=== Required work ===
Search the data below for the string "white" and copy all lines where it shows up.

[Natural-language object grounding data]

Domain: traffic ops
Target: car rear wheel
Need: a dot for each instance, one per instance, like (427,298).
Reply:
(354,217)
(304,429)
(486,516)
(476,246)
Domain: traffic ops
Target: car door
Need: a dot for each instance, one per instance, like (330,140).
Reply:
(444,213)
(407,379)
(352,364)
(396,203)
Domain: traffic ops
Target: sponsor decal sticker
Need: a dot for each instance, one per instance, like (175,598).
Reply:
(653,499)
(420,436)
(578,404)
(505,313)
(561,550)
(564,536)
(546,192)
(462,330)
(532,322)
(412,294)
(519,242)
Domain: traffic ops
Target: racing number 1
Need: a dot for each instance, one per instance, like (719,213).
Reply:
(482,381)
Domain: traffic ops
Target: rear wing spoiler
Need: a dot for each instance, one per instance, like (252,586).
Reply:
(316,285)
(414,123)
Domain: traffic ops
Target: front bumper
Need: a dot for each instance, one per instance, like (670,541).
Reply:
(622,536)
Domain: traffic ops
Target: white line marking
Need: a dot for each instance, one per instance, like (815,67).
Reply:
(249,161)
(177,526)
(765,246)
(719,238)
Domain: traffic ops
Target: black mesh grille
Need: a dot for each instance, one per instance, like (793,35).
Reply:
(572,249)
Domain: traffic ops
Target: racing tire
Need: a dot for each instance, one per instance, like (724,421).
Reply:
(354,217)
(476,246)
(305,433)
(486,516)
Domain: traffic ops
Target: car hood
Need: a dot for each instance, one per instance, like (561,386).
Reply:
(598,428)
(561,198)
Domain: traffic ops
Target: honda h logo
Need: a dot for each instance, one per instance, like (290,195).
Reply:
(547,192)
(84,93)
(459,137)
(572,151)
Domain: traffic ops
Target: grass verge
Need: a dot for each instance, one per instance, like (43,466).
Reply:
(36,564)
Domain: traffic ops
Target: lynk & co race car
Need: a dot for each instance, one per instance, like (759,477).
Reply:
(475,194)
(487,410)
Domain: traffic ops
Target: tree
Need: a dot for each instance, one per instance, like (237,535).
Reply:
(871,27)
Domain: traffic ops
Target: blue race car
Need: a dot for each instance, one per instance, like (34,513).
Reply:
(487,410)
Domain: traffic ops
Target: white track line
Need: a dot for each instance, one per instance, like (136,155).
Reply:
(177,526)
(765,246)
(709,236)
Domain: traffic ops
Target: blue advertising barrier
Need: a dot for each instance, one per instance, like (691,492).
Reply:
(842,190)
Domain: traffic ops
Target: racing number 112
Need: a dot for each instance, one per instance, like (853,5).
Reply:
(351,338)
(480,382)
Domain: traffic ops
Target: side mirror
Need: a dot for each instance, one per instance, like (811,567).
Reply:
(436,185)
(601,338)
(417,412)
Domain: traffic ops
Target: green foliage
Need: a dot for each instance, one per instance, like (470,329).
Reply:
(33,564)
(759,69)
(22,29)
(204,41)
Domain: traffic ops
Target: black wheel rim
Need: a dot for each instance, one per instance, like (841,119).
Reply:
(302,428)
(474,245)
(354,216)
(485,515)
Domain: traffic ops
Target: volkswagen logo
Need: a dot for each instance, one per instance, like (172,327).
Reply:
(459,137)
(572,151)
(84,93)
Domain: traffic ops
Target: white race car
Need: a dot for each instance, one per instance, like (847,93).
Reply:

=== Answer ===
Target: white line marking
Target: white track line
Target: white race car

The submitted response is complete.